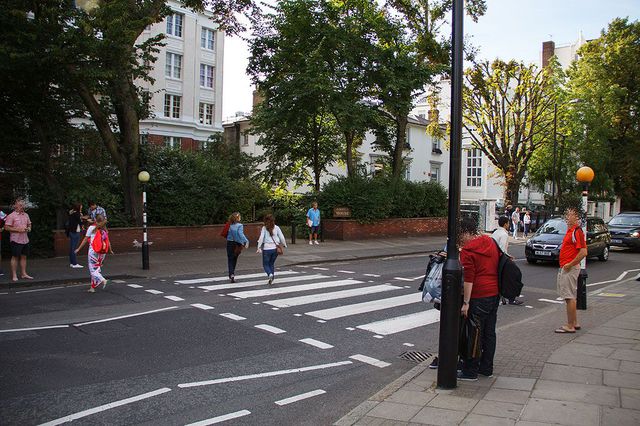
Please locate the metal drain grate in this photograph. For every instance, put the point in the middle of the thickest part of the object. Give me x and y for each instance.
(415, 356)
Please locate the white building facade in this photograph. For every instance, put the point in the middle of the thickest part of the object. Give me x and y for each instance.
(186, 97)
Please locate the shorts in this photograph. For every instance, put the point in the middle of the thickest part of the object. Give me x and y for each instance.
(18, 250)
(568, 282)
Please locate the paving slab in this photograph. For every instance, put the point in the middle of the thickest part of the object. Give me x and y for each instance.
(562, 391)
(514, 383)
(563, 413)
(565, 373)
(439, 416)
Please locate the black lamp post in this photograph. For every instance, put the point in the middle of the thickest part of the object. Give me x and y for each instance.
(143, 178)
(452, 274)
(585, 176)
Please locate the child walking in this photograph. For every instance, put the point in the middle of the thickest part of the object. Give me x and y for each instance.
(98, 238)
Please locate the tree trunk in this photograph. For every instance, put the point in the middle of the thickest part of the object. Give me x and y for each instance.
(401, 137)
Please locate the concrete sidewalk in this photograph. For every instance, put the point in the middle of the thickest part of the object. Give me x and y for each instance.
(214, 261)
(588, 378)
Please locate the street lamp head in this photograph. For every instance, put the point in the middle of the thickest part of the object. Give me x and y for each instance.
(143, 176)
(585, 174)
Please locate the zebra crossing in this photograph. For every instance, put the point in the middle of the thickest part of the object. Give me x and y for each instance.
(329, 296)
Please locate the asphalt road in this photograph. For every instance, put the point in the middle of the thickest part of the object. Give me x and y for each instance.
(160, 352)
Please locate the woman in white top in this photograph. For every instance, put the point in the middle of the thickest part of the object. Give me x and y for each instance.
(270, 244)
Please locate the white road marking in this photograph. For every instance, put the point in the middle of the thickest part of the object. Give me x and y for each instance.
(300, 397)
(369, 360)
(90, 411)
(316, 343)
(232, 316)
(267, 374)
(360, 308)
(402, 323)
(322, 297)
(551, 301)
(125, 316)
(221, 419)
(46, 327)
(202, 306)
(263, 282)
(270, 328)
(238, 277)
(293, 289)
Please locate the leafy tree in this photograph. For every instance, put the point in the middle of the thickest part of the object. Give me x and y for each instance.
(508, 115)
(605, 80)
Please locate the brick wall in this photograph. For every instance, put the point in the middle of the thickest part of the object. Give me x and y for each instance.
(163, 238)
(339, 229)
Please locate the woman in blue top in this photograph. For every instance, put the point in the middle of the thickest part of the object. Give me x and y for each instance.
(236, 241)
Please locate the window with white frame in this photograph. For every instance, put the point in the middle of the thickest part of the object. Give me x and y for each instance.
(434, 173)
(172, 142)
(474, 167)
(173, 67)
(207, 38)
(172, 105)
(206, 76)
(206, 114)
(174, 24)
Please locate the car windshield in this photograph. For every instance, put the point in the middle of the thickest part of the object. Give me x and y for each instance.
(625, 220)
(554, 226)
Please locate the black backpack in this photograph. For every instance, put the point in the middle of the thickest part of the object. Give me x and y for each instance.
(509, 276)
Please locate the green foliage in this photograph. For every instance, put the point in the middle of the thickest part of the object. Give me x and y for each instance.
(375, 198)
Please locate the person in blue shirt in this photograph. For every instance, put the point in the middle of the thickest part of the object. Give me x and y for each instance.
(236, 241)
(313, 222)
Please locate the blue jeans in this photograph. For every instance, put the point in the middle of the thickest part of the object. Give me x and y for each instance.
(74, 239)
(269, 261)
(485, 310)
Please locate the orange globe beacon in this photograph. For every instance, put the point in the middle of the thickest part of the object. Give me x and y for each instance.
(585, 174)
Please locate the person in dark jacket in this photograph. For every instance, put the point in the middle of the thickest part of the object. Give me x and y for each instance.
(74, 230)
(479, 257)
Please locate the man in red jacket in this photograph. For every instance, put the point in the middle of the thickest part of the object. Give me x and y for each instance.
(479, 257)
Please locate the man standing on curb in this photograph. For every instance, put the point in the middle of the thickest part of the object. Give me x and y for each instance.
(18, 224)
(573, 250)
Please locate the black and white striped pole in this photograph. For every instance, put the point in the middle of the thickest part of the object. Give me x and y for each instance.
(143, 178)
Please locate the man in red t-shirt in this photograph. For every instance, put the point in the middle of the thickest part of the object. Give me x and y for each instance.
(573, 250)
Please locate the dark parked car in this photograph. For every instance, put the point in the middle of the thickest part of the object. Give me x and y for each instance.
(625, 230)
(546, 242)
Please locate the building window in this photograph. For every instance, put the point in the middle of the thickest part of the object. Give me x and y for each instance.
(434, 173)
(206, 39)
(174, 24)
(474, 167)
(206, 76)
(172, 106)
(173, 68)
(206, 114)
(172, 142)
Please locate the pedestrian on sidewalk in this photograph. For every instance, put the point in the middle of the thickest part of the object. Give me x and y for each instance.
(18, 224)
(74, 231)
(96, 257)
(236, 241)
(479, 257)
(313, 222)
(501, 236)
(270, 244)
(573, 250)
(515, 220)
(526, 220)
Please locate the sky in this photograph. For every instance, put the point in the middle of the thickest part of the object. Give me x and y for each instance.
(511, 29)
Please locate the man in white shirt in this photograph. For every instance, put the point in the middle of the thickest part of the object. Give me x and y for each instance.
(501, 235)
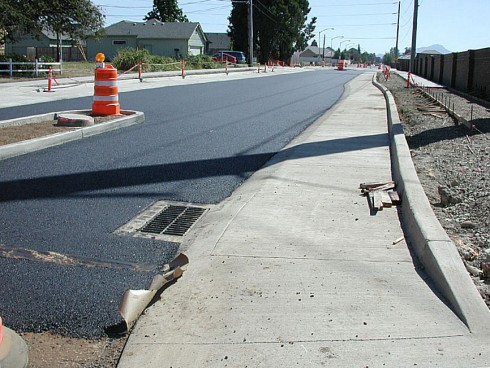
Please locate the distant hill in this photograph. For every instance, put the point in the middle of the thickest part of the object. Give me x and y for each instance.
(439, 48)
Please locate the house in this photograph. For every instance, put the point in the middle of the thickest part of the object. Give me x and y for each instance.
(314, 54)
(171, 39)
(45, 44)
(217, 42)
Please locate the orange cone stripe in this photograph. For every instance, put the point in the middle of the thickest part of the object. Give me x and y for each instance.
(105, 91)
(105, 83)
(105, 100)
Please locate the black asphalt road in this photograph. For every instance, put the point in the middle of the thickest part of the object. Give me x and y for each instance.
(198, 143)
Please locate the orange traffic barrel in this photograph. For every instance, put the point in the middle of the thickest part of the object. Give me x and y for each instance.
(105, 92)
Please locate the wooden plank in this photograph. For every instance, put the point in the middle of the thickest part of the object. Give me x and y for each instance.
(377, 201)
(395, 197)
(371, 185)
(385, 199)
(387, 186)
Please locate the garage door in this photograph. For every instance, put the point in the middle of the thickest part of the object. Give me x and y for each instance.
(195, 50)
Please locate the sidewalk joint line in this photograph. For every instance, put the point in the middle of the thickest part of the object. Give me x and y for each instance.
(304, 258)
(302, 341)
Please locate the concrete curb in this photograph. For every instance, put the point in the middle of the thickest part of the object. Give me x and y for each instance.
(13, 350)
(16, 149)
(431, 244)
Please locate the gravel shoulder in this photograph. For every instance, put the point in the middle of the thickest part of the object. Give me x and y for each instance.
(453, 165)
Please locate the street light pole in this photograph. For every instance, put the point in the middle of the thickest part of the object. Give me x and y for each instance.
(414, 35)
(320, 40)
(250, 34)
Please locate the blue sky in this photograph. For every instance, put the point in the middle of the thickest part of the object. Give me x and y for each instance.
(458, 25)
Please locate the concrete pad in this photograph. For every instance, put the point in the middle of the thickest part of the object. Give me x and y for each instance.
(75, 120)
(127, 118)
(293, 270)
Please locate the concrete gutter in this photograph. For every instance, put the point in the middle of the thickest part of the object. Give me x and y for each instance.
(433, 247)
(16, 149)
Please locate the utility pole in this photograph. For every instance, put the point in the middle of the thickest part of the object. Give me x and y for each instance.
(414, 35)
(397, 34)
(323, 53)
(250, 34)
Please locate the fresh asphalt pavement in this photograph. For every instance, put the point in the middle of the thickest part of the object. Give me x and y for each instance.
(294, 270)
(199, 142)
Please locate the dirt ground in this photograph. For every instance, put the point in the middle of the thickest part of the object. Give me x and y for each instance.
(453, 165)
(449, 159)
(15, 134)
(52, 351)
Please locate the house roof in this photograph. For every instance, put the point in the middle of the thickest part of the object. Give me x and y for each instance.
(430, 52)
(314, 51)
(153, 28)
(219, 40)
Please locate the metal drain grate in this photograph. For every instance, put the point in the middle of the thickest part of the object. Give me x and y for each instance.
(173, 220)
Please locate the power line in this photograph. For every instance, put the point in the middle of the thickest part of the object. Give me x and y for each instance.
(349, 5)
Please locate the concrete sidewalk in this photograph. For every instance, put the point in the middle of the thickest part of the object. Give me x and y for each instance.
(294, 271)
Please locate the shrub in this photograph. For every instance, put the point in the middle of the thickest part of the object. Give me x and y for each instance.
(129, 57)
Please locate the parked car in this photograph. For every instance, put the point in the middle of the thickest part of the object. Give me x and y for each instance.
(223, 56)
(239, 55)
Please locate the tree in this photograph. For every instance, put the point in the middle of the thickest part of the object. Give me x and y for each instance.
(166, 11)
(279, 27)
(387, 58)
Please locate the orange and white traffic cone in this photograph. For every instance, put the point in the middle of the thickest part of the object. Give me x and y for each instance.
(50, 78)
(106, 99)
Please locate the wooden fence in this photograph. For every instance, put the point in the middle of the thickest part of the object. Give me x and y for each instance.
(35, 67)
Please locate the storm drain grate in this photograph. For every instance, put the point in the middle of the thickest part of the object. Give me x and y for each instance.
(173, 220)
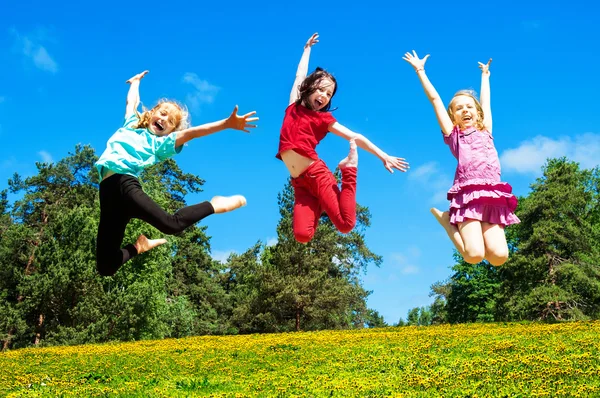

Written request | Pull out every line in the entries above that contains the word "jacket". Copy each of those lines in full.

Full solution |
Please locate the person in dark jacket in this photograph. For every instance, put the point in the middle of the thickest part of the object. Give me x and y for each instance.
Please locate the man in red jacket in this photograph. For every instance, put the point in the middle of the thickest part of the object. Give me x and y for each instance.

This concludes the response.